▶ **Exercise prompt**:
Arrange the stretch of the records that opens with the line containing "the horse's head." and closes with the line containing "Target: horse's head" as a Markdown table with the columns Row and Line. Number each line, and leave out any blank lines.

▶ **Material provided**:
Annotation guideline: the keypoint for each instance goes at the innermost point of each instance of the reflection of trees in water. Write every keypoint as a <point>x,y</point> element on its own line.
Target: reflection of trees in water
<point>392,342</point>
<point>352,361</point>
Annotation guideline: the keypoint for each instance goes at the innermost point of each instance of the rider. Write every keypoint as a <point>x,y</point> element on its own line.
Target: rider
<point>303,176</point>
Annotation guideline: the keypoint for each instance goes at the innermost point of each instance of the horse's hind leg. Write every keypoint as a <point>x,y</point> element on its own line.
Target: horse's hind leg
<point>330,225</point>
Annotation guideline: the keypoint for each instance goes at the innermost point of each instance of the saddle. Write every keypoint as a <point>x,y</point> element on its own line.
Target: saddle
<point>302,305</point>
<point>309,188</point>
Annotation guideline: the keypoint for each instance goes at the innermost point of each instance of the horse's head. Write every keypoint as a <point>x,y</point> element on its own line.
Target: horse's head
...
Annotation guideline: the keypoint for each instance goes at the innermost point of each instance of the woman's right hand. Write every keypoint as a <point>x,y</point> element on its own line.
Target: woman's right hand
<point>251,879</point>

▶ **Solution to this task**:
| Row | Line |
|---|---|
| 1 | Annotation guideline: the keypoint for each instance goes at the innermost point of each instance of the horse's head. Write every keypoint as a <point>x,y</point> element on its own line. |
| 2 | Target: horse's head |